YOUR TASK:
Sort through the material below and copy each line with "query".
### DATA
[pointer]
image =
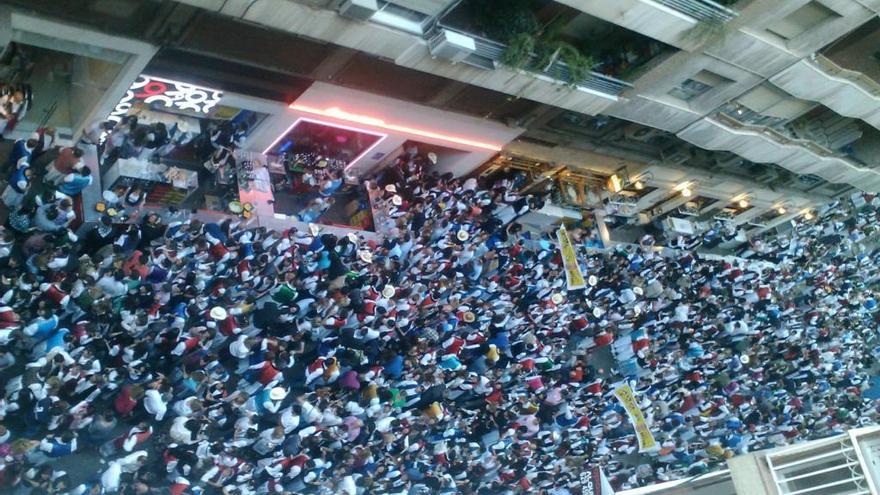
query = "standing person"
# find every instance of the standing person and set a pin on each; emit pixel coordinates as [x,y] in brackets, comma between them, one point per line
[75,182]
[21,153]
[45,141]
[19,182]
[68,160]
[12,108]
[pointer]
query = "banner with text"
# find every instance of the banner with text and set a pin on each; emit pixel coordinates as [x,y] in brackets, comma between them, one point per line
[627,398]
[574,279]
######
WRITTEN RESPONSE:
query = "standing person"
query = "banner with text"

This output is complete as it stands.